◆ EXERCISE OBJECTIVE ◆
Return, word for word, the lines of the listing below from the one with "Target: window sill" through the one with "Target: air vent", and no other lines.

MATERIAL FOR THIS EXERCISE below:

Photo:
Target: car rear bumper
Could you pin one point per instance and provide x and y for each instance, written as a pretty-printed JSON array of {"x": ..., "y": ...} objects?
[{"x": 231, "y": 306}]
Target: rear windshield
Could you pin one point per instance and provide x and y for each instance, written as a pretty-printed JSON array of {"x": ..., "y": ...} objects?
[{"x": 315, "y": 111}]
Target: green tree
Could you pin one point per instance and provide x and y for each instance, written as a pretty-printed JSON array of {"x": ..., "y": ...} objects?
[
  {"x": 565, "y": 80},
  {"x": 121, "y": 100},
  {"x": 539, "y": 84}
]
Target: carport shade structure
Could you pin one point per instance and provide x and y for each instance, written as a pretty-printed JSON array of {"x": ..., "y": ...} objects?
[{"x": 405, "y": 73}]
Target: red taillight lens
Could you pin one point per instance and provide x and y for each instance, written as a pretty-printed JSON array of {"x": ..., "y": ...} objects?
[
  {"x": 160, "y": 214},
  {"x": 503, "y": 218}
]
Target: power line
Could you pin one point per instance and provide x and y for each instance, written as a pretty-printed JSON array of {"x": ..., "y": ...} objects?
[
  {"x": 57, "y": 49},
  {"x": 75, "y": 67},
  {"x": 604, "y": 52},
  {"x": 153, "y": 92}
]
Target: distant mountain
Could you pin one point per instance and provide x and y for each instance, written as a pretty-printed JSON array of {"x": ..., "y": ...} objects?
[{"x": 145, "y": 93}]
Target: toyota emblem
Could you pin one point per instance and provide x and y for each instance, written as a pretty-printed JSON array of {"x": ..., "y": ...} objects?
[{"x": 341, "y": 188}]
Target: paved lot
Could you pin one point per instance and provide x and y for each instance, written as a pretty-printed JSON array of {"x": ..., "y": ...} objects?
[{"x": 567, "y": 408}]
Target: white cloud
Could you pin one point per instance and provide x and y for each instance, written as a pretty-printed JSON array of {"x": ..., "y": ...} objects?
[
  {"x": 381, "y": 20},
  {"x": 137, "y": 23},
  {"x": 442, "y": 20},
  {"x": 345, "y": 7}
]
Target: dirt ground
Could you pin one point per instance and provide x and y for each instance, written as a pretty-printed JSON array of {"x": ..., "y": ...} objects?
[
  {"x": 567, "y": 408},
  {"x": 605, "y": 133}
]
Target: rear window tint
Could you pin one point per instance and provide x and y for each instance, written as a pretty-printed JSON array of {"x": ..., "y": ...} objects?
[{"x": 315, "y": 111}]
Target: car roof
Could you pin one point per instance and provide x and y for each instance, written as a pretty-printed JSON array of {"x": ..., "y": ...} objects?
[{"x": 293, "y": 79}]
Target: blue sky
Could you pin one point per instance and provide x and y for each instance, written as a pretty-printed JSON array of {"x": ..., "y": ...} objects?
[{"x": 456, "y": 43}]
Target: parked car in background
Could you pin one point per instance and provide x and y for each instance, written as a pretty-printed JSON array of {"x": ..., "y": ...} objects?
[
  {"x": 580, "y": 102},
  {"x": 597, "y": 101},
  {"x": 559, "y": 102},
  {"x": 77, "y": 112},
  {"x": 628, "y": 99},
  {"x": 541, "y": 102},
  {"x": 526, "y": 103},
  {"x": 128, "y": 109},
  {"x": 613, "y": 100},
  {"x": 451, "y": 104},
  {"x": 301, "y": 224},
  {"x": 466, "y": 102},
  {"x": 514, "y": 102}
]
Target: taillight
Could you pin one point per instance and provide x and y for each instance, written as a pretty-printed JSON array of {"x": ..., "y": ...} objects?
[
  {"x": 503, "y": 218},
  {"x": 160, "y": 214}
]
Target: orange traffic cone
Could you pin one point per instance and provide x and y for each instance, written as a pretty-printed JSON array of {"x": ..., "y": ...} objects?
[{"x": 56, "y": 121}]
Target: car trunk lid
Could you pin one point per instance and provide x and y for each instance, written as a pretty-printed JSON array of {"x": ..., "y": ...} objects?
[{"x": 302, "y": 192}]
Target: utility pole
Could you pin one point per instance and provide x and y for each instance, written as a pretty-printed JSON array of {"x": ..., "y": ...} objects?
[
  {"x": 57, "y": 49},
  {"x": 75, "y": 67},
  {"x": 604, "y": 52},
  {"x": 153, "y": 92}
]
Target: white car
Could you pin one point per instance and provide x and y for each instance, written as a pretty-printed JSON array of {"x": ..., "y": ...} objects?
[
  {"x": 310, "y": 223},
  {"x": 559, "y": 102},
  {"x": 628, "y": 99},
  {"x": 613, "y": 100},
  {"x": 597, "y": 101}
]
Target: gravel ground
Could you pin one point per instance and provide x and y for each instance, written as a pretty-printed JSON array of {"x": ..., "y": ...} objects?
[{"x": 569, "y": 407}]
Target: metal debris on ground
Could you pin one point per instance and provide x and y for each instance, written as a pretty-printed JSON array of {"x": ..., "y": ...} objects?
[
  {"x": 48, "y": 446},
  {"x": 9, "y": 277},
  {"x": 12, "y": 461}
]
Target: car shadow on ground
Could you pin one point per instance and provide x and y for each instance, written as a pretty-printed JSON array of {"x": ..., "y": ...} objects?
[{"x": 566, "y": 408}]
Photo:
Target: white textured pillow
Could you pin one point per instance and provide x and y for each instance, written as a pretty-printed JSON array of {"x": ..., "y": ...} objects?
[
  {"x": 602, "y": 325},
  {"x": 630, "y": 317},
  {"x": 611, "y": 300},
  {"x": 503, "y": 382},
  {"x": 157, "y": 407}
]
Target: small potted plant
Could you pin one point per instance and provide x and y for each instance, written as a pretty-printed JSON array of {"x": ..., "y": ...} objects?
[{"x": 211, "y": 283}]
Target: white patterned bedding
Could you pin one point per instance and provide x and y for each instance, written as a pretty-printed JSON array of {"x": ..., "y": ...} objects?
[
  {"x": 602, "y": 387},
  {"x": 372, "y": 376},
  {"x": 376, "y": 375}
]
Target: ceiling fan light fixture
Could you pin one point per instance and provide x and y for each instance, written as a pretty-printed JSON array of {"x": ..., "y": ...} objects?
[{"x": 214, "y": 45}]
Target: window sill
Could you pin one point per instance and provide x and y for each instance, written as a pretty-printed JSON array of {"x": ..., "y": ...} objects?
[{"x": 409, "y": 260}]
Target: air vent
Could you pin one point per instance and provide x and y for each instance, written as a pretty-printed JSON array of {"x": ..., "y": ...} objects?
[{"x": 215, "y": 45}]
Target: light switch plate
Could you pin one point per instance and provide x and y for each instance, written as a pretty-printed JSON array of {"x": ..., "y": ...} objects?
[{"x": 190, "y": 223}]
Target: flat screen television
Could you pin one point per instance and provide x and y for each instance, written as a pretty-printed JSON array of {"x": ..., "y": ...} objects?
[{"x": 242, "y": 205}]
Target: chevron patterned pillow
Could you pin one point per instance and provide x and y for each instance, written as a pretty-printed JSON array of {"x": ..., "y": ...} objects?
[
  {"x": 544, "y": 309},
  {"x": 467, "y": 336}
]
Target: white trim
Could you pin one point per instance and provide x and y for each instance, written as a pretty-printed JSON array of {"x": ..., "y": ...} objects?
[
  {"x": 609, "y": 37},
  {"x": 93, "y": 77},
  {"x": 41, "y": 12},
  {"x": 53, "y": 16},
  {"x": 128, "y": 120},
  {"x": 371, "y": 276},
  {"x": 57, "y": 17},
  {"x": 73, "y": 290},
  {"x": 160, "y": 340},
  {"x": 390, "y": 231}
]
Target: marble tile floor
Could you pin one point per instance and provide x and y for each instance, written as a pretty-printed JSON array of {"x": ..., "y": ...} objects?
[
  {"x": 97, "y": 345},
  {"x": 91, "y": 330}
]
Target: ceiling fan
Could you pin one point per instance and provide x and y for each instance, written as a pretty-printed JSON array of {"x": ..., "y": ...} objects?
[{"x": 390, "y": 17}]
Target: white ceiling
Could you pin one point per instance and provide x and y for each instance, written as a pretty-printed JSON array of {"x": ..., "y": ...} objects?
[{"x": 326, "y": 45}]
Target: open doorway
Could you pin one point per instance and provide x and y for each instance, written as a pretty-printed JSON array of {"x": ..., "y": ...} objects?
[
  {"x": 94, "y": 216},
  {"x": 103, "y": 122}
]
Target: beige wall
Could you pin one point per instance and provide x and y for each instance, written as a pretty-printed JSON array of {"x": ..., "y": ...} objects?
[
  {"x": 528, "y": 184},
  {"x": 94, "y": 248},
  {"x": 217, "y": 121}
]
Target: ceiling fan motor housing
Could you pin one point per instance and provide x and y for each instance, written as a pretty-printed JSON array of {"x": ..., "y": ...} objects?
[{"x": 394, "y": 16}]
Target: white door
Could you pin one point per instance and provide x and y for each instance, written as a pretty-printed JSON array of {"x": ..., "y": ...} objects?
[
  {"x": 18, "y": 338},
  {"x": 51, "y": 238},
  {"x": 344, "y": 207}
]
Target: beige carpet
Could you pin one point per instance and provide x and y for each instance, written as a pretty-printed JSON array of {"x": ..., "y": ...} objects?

End of MATERIAL FOR THIS EXERCISE.

◆ WRITTEN SOLUTION ◆
Target: window sill
Could you pin one point per instance and provide x and y for each instance, written as a pretty-printed JSON array of {"x": ..., "y": ...} objects?
[{"x": 409, "y": 260}]
Target: air vent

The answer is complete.